▶ [Work required]: Can you reproduce the stretch of the data below, word for word, from the line containing "stone staircase, one" through the line containing "point(283, 283)"?
────
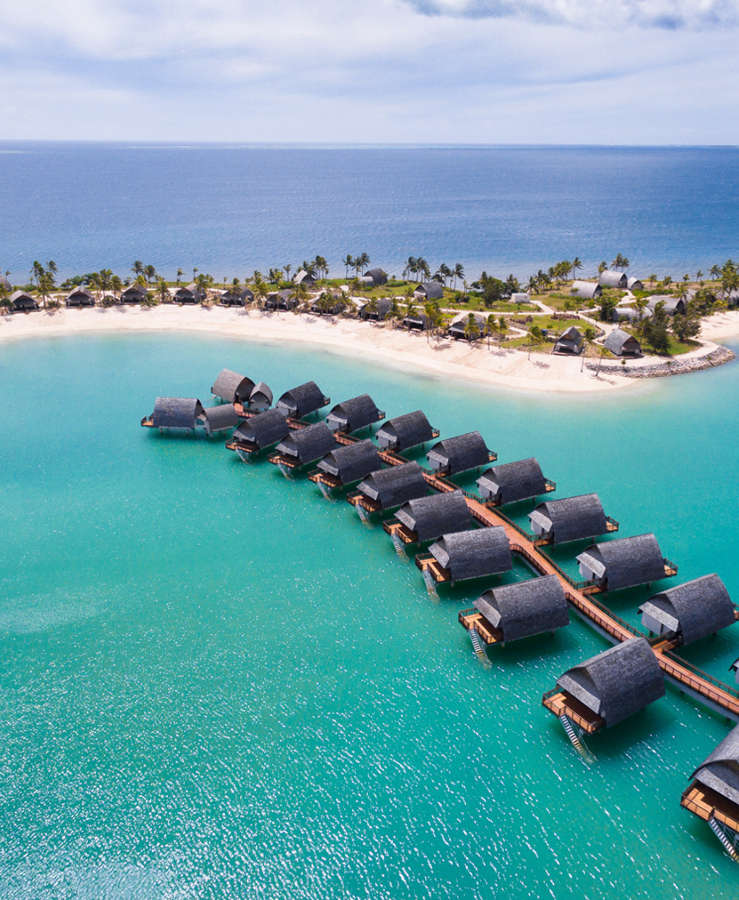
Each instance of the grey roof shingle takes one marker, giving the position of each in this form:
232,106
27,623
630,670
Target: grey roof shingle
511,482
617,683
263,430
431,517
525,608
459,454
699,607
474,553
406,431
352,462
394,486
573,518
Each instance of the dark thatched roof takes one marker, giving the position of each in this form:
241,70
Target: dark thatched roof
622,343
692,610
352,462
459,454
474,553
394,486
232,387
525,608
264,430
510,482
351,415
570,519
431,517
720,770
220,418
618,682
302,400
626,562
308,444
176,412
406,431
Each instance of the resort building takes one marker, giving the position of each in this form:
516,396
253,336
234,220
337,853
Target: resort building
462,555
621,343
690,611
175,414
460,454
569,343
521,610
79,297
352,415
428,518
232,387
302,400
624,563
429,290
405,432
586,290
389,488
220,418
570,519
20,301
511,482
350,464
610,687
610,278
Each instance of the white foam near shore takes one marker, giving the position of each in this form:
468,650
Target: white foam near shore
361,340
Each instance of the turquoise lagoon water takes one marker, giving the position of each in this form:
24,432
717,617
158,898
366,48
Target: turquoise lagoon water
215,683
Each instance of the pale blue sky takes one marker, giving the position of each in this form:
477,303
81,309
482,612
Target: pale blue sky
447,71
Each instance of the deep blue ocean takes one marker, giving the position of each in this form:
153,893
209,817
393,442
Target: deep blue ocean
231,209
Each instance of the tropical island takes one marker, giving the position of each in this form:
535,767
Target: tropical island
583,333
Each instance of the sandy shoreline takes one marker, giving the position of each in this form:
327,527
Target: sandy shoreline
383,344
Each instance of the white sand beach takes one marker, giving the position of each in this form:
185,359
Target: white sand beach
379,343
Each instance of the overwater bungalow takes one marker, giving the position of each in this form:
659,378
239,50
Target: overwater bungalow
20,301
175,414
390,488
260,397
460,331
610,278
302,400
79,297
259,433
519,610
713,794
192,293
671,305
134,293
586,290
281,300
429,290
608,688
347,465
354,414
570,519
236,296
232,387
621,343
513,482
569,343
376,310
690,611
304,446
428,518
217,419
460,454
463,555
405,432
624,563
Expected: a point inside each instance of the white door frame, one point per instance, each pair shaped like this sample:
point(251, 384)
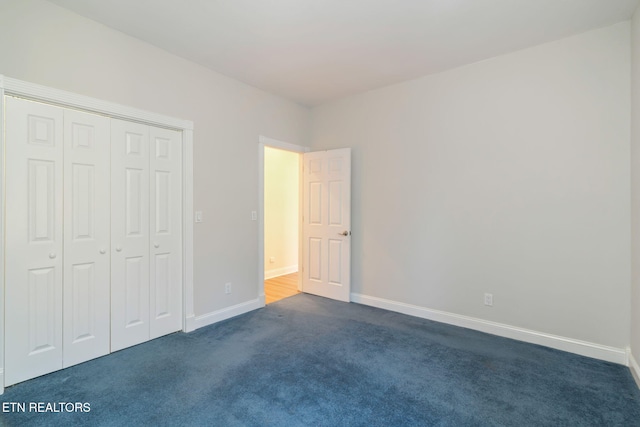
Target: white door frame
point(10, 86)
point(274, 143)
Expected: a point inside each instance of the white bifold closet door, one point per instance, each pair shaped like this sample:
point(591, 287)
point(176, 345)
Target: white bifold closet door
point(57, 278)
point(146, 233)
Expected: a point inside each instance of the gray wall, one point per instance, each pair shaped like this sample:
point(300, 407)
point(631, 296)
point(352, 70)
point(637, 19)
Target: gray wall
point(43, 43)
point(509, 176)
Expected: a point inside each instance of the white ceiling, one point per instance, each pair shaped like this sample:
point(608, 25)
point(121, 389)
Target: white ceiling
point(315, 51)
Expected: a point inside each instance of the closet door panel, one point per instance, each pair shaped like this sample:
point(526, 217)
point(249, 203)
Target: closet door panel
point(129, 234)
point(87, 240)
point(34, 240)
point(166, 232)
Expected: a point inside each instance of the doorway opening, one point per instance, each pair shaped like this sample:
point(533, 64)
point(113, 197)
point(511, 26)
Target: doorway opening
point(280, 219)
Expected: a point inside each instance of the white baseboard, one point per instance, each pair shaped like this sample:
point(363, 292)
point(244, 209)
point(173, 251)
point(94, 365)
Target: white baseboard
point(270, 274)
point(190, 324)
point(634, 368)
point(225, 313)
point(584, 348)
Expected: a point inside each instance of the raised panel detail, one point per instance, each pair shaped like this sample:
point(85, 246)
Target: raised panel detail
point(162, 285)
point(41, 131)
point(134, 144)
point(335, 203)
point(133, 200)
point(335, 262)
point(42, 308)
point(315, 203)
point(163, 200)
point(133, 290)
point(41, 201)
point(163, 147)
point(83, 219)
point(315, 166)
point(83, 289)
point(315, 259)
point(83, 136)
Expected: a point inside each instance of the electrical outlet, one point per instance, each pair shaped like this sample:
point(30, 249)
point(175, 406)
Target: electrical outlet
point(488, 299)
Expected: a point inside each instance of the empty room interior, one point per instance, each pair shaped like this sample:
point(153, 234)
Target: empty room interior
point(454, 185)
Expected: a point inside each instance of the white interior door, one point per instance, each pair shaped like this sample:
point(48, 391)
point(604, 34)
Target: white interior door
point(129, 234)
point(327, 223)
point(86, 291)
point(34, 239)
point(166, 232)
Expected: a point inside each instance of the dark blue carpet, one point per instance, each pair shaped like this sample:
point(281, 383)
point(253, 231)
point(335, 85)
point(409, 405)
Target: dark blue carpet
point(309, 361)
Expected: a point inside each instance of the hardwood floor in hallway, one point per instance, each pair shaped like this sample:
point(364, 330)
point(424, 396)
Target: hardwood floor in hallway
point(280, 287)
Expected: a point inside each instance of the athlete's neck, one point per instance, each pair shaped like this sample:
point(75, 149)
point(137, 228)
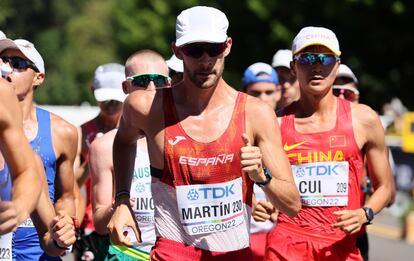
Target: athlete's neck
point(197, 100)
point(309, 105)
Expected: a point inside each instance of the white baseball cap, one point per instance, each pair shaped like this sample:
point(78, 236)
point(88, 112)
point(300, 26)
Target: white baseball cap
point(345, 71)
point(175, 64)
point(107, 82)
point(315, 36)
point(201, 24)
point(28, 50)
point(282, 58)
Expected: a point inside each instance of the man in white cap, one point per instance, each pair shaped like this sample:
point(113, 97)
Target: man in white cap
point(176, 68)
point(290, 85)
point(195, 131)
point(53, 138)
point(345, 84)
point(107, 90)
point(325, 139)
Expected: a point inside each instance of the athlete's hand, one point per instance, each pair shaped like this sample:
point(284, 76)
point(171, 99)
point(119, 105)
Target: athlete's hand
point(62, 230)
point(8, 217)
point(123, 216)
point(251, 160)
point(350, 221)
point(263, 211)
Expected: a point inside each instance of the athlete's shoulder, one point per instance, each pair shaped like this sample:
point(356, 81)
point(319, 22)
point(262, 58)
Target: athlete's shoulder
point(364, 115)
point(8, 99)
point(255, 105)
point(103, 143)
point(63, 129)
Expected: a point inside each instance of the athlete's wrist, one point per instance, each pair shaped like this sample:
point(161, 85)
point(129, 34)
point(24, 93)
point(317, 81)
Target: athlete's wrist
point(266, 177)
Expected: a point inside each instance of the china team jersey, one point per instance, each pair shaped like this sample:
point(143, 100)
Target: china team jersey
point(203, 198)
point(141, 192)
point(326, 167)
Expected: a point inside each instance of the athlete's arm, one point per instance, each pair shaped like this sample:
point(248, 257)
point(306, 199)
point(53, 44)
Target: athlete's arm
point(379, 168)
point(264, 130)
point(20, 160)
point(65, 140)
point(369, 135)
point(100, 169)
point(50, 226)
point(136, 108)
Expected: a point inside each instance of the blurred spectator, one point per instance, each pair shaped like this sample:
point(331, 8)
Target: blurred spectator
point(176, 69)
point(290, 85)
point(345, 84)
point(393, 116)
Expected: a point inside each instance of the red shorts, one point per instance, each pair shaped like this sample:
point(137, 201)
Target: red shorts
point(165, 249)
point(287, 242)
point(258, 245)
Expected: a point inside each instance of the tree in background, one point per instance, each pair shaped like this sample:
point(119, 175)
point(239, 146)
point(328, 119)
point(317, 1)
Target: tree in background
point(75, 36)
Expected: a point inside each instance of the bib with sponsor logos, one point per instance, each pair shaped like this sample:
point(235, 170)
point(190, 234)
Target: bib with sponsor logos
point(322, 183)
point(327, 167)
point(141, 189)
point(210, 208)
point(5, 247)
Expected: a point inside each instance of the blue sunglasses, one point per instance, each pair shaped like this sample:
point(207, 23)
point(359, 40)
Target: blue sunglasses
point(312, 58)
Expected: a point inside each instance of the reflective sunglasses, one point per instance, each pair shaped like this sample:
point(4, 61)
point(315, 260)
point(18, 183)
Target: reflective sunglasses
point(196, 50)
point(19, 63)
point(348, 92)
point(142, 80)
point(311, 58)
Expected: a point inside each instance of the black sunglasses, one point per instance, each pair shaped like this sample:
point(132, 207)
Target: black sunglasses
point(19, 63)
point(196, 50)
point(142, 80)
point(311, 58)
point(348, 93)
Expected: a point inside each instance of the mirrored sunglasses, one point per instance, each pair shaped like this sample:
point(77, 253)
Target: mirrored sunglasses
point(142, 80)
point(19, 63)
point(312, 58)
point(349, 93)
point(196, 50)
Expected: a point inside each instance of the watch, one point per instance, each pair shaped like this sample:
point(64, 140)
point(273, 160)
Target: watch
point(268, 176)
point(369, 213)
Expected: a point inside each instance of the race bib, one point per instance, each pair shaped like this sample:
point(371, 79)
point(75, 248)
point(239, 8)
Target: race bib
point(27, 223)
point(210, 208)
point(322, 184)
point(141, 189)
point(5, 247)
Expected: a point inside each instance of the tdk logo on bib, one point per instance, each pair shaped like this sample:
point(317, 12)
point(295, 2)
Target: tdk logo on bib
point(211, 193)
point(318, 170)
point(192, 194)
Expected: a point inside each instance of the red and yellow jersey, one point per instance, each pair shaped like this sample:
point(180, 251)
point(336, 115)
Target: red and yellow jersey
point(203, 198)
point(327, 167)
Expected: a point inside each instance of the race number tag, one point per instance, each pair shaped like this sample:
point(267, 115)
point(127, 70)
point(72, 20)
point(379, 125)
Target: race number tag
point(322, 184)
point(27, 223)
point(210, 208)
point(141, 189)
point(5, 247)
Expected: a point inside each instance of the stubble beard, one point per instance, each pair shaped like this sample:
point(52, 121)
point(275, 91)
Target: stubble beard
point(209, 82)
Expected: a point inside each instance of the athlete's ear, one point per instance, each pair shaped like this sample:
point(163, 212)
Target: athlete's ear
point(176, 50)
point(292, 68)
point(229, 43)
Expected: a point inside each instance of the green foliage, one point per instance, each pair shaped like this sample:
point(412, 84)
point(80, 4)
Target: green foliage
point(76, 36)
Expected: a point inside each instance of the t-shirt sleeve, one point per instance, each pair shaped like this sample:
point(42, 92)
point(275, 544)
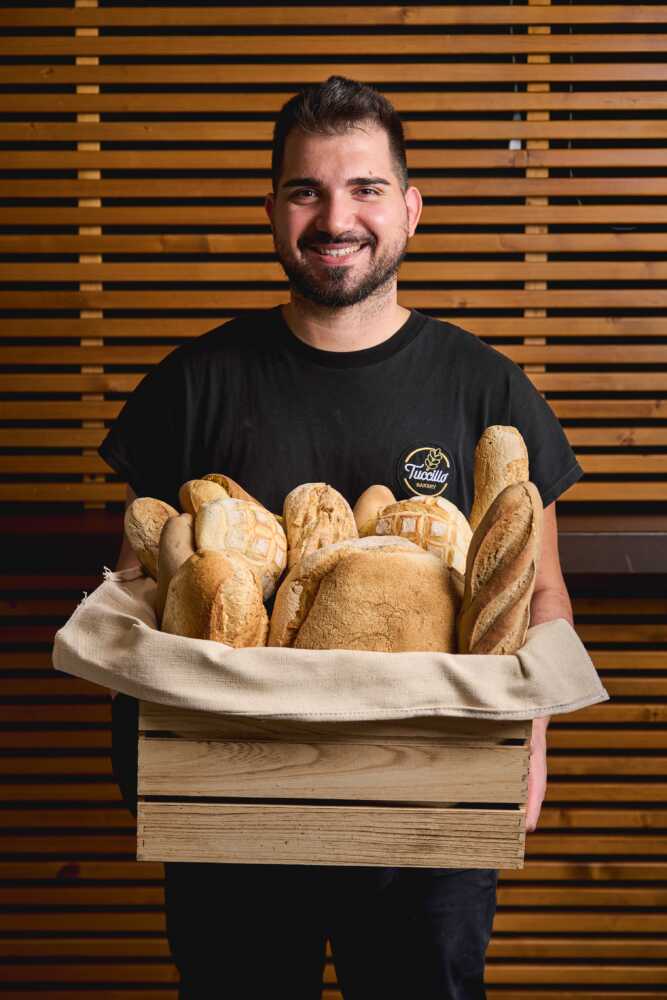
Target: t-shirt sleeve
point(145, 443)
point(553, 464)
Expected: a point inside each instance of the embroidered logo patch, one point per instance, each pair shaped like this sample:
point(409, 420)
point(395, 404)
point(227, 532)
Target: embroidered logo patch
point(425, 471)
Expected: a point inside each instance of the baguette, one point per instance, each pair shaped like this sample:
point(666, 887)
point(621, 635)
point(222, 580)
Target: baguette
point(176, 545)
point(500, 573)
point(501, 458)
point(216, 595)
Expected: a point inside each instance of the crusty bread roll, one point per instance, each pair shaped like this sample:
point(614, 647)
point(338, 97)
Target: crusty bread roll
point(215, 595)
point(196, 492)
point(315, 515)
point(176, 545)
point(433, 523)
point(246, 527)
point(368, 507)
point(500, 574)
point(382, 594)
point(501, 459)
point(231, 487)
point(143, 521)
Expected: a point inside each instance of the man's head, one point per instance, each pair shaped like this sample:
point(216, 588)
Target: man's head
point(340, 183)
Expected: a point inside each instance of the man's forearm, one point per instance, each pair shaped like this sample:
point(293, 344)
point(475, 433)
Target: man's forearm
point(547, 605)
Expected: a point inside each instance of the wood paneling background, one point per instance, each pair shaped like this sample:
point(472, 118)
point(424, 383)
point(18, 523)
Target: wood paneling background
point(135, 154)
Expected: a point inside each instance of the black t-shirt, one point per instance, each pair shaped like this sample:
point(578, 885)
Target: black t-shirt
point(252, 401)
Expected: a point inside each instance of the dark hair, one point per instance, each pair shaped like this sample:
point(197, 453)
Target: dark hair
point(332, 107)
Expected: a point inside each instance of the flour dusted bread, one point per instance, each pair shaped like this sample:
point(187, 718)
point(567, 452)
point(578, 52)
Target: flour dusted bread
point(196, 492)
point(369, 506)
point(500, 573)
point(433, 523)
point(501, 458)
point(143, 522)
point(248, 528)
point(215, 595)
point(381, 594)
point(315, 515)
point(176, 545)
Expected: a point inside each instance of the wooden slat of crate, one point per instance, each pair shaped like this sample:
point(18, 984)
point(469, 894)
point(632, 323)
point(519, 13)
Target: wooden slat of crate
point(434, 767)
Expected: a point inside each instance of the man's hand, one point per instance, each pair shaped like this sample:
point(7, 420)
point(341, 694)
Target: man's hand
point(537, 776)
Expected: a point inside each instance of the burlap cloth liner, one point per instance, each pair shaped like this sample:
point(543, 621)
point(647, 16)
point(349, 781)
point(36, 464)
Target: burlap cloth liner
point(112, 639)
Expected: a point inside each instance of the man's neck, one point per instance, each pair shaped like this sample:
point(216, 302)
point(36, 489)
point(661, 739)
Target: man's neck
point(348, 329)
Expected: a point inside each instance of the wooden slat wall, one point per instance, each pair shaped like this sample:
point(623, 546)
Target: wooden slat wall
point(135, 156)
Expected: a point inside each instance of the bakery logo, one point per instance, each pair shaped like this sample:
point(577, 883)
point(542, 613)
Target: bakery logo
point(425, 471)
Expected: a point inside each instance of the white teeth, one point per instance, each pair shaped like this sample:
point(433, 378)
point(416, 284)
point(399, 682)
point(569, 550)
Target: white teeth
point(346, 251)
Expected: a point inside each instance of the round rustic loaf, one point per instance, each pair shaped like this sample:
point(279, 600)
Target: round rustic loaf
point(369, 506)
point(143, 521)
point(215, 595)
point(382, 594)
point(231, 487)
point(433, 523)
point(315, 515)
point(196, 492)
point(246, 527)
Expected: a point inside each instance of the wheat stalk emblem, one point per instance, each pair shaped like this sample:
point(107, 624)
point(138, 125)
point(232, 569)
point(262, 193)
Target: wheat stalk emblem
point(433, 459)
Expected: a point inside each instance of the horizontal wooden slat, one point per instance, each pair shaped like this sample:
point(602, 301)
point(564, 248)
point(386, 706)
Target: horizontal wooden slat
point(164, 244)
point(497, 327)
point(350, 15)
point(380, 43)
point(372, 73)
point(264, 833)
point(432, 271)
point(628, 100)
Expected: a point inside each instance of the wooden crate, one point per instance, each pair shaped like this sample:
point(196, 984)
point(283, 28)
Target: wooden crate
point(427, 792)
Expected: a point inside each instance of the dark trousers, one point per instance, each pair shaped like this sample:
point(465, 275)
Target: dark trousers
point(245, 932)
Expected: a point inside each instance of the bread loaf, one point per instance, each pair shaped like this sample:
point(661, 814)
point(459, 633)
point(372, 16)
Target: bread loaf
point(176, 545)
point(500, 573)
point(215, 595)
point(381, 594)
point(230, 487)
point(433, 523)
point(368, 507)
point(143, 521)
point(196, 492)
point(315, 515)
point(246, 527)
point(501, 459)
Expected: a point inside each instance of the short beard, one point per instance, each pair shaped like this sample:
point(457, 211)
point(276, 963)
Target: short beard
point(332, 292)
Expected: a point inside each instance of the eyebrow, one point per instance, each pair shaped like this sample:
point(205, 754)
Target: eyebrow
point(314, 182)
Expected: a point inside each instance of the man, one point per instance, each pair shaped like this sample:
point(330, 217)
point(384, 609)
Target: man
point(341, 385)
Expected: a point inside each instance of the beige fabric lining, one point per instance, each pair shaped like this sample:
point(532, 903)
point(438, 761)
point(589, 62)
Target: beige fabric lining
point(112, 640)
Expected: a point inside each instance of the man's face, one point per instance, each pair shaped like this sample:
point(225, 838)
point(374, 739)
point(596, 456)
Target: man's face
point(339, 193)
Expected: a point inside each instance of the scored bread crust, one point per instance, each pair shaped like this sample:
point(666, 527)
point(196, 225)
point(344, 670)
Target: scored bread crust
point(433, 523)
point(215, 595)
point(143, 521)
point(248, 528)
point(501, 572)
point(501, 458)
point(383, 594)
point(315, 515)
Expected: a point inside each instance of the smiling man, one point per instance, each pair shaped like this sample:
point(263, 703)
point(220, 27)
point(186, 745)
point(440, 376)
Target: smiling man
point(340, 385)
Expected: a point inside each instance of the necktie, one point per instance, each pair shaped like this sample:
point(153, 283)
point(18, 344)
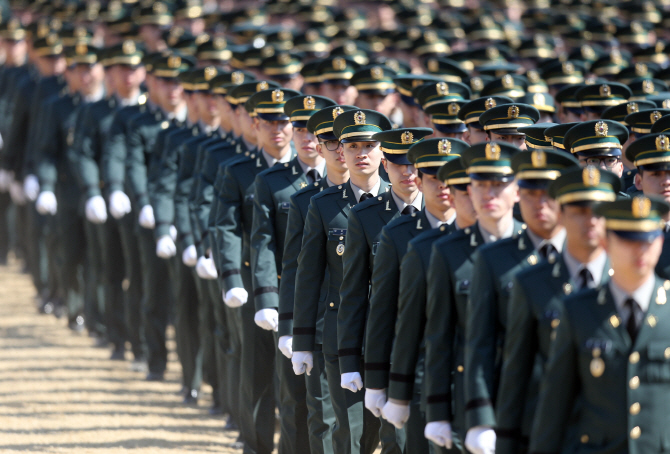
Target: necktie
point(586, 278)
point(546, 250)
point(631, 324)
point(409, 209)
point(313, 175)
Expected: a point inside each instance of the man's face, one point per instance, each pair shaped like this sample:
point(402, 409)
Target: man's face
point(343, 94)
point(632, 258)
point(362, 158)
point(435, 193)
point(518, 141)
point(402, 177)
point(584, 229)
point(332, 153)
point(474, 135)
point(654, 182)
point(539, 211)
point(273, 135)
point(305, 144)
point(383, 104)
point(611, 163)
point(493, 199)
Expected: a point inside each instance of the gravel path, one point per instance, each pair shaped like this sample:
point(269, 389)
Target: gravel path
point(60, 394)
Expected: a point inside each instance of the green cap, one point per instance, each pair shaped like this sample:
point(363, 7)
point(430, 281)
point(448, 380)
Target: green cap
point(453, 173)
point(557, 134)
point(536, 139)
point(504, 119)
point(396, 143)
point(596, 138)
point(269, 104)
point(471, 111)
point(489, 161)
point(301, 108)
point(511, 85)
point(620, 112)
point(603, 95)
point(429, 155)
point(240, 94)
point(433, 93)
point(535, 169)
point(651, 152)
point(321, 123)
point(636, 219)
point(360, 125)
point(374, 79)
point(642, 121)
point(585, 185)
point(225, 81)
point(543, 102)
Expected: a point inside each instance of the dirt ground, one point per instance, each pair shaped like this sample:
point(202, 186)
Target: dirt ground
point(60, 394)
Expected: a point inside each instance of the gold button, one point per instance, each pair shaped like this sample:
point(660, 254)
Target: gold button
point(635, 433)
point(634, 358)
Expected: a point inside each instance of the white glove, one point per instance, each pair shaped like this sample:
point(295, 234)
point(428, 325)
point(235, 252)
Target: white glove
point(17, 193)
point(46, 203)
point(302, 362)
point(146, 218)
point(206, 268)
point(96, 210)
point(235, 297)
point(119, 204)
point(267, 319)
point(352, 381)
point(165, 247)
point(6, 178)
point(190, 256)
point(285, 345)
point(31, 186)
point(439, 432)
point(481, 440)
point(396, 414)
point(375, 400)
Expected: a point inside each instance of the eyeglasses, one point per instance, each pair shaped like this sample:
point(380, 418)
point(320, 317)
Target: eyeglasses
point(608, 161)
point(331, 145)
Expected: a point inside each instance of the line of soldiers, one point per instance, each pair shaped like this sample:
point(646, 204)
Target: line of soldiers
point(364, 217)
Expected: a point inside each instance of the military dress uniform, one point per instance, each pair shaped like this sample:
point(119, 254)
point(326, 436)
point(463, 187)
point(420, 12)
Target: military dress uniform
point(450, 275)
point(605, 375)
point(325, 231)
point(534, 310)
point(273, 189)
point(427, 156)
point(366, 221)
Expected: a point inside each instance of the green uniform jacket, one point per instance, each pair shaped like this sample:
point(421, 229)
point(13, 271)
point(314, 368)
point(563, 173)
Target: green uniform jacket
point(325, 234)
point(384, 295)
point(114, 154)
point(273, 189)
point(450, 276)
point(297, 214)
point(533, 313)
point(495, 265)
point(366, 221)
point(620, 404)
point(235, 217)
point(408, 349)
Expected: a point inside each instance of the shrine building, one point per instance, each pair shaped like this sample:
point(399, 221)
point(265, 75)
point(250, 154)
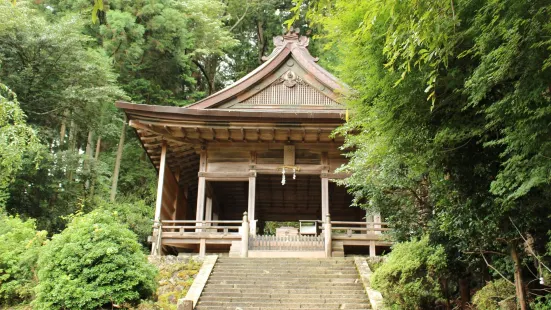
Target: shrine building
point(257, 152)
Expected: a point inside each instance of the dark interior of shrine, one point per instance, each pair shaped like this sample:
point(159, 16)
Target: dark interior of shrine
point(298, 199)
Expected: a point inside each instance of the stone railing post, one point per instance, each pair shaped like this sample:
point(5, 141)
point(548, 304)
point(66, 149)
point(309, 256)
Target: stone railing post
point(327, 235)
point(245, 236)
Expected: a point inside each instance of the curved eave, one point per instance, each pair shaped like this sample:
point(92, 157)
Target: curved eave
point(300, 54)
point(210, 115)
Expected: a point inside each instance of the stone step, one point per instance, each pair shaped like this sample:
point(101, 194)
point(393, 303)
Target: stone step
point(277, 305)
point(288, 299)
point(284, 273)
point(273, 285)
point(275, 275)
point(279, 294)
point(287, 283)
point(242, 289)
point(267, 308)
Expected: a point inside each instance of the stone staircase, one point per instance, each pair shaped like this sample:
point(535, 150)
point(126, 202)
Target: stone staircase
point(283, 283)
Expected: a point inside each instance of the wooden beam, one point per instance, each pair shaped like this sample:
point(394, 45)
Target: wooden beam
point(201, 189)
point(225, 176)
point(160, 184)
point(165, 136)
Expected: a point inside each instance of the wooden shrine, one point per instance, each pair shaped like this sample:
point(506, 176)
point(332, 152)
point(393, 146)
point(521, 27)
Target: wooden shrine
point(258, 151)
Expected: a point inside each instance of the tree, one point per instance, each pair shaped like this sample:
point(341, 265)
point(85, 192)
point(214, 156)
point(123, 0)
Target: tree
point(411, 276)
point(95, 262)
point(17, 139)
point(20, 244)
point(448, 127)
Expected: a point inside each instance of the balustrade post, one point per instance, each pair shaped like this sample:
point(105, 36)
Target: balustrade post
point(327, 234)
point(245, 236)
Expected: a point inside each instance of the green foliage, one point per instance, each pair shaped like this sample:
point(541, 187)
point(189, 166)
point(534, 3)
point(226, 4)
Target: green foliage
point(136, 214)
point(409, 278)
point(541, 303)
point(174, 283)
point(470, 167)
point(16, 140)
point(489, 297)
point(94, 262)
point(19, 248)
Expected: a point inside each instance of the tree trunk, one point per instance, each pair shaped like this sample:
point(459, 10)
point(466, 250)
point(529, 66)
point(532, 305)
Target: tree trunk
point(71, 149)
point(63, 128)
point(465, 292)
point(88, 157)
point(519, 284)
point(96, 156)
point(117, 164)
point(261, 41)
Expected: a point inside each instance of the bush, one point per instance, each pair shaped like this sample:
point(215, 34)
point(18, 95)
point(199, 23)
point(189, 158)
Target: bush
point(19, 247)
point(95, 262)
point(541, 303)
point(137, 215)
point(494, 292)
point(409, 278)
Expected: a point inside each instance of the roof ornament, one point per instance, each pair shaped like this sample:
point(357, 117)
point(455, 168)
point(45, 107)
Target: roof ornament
────
▶ [Solution for this problem]:
Expected: a point inside each instance of the stone staircase, one point per instance, each pair shaped like this sample:
point(535, 150)
point(126, 202)
Target: stone staircase
point(283, 283)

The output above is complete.